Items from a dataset
= Beginning of Section =
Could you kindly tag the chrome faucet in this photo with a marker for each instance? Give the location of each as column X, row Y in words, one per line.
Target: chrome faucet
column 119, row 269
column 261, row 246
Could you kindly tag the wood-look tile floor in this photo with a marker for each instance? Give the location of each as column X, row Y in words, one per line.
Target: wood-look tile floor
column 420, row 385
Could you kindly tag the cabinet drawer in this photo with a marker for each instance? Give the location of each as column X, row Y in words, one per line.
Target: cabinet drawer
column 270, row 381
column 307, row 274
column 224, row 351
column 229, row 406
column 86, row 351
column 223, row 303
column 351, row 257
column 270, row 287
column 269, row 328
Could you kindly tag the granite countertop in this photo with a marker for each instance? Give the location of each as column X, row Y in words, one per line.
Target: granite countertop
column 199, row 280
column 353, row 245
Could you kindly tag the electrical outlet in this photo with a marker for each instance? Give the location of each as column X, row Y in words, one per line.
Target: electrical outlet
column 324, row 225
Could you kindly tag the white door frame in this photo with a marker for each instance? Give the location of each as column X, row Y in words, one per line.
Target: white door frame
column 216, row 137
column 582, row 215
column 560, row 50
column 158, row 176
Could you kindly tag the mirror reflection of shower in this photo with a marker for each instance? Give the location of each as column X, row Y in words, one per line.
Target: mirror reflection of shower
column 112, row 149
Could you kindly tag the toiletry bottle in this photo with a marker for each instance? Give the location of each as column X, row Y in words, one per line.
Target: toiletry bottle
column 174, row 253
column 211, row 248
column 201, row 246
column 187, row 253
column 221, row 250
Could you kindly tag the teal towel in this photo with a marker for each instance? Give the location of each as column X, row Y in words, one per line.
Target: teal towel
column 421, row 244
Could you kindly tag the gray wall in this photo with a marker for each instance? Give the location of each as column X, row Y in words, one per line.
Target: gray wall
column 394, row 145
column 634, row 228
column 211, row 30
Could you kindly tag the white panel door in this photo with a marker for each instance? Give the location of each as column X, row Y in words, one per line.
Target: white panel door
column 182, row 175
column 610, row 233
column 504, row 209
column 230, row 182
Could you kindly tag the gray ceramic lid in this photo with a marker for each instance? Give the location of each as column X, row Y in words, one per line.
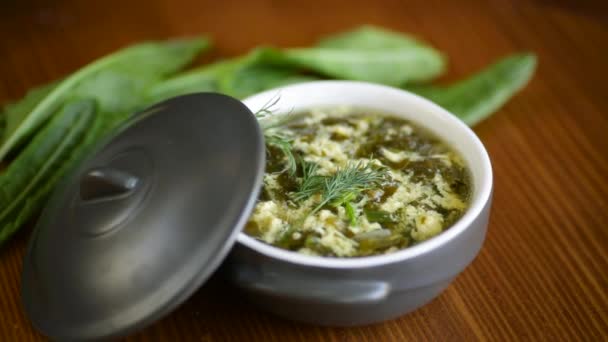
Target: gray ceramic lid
column 144, row 221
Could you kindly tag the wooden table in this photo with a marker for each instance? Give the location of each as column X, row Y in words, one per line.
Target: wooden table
= End of Section =
• Problem details: Each line from the one containing "Target: gray ceramic lid" through the end of the entries, both included, is to be returned exactly, with no other lines.

• Solution for this task:
Target: gray ceramic lid
column 144, row 221
Could you kindly tag the wooden table in this photo with a marker for each instance? Give the location of each as column X, row Y in words, one per line.
Target: wooden table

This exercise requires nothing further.